= Given text =
>> start

First among the Garden Court keystones was that depicting Baker (Fig. 2). The architect’s stern mien, craggy brow and cropped hair suggest the gravity and Graeco-Roman dimensions of his character. These harmonise with the surrounding neo-Greek décor – acanthus leaves and meandering Greek keys abound – chosen to align with the supposed origins of banking in ancient Greece. An Ionic capital, mark of the scholar, is placed below Baker’s face, itself surrounded by olive branches and singing birds, chosen to denote “the music of his country recreations”. [4] Wheeler shared with Baker an understanding of Architecture and Sculpture as being “sister arts” in pursuit of the “higher spheres of creative and spiritual art”. [5] This lent itself to the melding of personality, artifice and nature shown in the keystones, which broadcast a profound respect for and dedication to good architectural craftsmanship and its executors.
Baker’s assistant, Alexander Thomson Scott (1887-1962), was depicted in no less of a striking manner (Fig. 3). Balancing his high-cheekboned, pince-nez’d face with a compass, set square and protractor, Scott is bounded by tall thistles – a clear indication of his origins north of the border. Working with Baker from 1914, he became his chief assistant in 1922 and entered into a partnership from 1929 until 1946. This saw the two collaborate on all of Baker’s commissions in Britain after his distinguished career in the wider Empire-Commonwealth, although portions of work at New Delhi were also carried out with Scott’s assistance. A similar transcontinental situation characterised Wheeler’s professional connections with Baker. Like Scott, he was during his time at the Bank just beginning to learn the mastery of his craft. His keystone (Fig. 4) shows the young sculptor, steely-eyed beneath boyish locks (which he kept to the end of his life), clutching a hammer amidst “foliage symbolical of the parallel process of the growth of forms in nature and the artist himself”.
Whereas keystones depicting Wheeler and the Bank’s architects conformed to established precedents of artistic recognition, others represented a striking break from tradition, attributing authorial status to figures occupying more identifiably “modern” roles in the architectural enterprise. George Macaulay Booth (1877-1971), Chairman of the Building Committee and later Director of the Bank, for example, was afforded just such an honour (Fig. 5). An enthusiastic patron of Wheeler and Baker, Booth was, in the latter’s words, “our revered leader […] He had unique gifts, a combination of quick insight and the understanding of complicated plans and practical problems, as well as sympathy for the artist and a genuine flair for the beautiful in art”. [6] The visual puns continued in Booth’s ornamentation by Wheeler with a “staff of power” and a lyre – “a double reference to “calling the tune”: to the designers and his musical recreations”.

>> end

= Parts of the exercise =
A. Decide whether each of the following statements agrees with the passage on the Garden Court keystones. Answer yes or no for each, and quote the words of the passage that decide it. (i) Scott was Baker's partner from 1929 until 1946. (ii) A Doric capital is placed below Baker's face. (iii) Booth's keystone shows him with a lyre.
B. Go on with the passage on the Garden Court keystones, picking up after its final sentence.

= Record extracts =
>> start

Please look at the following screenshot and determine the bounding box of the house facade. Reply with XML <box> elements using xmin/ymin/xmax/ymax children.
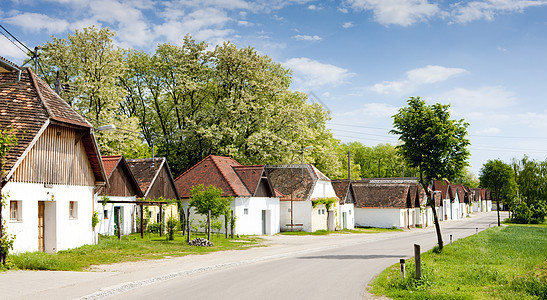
<box><xmin>0</xmin><ymin>58</ymin><xmax>107</xmax><ymax>253</ymax></box>
<box><xmin>266</xmin><ymin>164</ymin><xmax>340</xmax><ymax>232</ymax></box>
<box><xmin>127</xmin><ymin>157</ymin><xmax>180</xmax><ymax>224</ymax></box>
<box><xmin>95</xmin><ymin>155</ymin><xmax>144</xmax><ymax>235</ymax></box>
<box><xmin>175</xmin><ymin>155</ymin><xmax>281</xmax><ymax>235</ymax></box>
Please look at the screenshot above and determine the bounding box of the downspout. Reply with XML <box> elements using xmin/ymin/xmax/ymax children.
<box><xmin>0</xmin><ymin>59</ymin><xmax>21</xmax><ymax>87</ymax></box>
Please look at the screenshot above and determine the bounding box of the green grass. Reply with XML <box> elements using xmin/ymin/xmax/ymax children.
<box><xmin>8</xmin><ymin>234</ymin><xmax>262</xmax><ymax>271</ymax></box>
<box><xmin>279</xmin><ymin>227</ymin><xmax>402</xmax><ymax>235</ymax></box>
<box><xmin>370</xmin><ymin>224</ymin><xmax>547</xmax><ymax>300</ymax></box>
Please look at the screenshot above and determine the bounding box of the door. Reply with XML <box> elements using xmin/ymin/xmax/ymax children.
<box><xmin>38</xmin><ymin>201</ymin><xmax>46</xmax><ymax>252</ymax></box>
<box><xmin>262</xmin><ymin>210</ymin><xmax>267</xmax><ymax>234</ymax></box>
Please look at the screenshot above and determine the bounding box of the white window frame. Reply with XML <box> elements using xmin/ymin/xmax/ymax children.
<box><xmin>9</xmin><ymin>200</ymin><xmax>23</xmax><ymax>222</ymax></box>
<box><xmin>68</xmin><ymin>201</ymin><xmax>78</xmax><ymax>220</ymax></box>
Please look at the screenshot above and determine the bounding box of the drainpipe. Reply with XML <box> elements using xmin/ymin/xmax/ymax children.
<box><xmin>0</xmin><ymin>59</ymin><xmax>21</xmax><ymax>87</ymax></box>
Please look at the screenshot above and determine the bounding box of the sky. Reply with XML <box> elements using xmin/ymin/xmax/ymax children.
<box><xmin>0</xmin><ymin>0</ymin><xmax>547</xmax><ymax>176</ymax></box>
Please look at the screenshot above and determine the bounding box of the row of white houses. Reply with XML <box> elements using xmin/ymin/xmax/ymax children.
<box><xmin>0</xmin><ymin>58</ymin><xmax>491</xmax><ymax>252</ymax></box>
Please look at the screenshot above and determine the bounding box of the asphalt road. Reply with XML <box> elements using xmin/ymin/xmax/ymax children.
<box><xmin>0</xmin><ymin>212</ymin><xmax>506</xmax><ymax>300</ymax></box>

>> end

= Answers for this exercise =
A.
(i) Yes: "entered into a partnership from 1929 until 1946"
(ii) No: "An Ionic capital, mark of the scholar, is placed below Baker’s face"
(iii) Yes: "ornamentation by Wheeler with a “staff of power” and a lyre"

B.
To Booth’s managerial functions were added engineering responsibilities in the domain of Oscar Faber (1886-1956), depicted by Wheeler below a square arch of steel girders and above the “winged wheel of mechanical forces” (Fig. 6). Faber was another of Baker’s frequent collaborators in the Interwar period who, alongside Wheeler and Scott, made a name for himself through working at the Bank. A pioneer in the use and advocacy of reinforced concrete, he wrote widely on engineering matters, garnering extensive praise: earning an OBE during the First World War, a CBE for work on the House of Commons (1951), and rising to the presidencies of the Institute of Structural Engineers (1935-6) and the Institute of Heating and Ventilating Engineers (1944-5). A firm believer in the importance of the architect-engineer partnership, Faber worked well with Baker, and extensively, on projects like India House (1928-30) and South Africa House (1931-3), both in London. [7] Indeed, the depth of their involvement indicated the growing participation of engineers in the architectural profession which Baker – in many ways a late survivor of an earlier period – foresaw as inevitable.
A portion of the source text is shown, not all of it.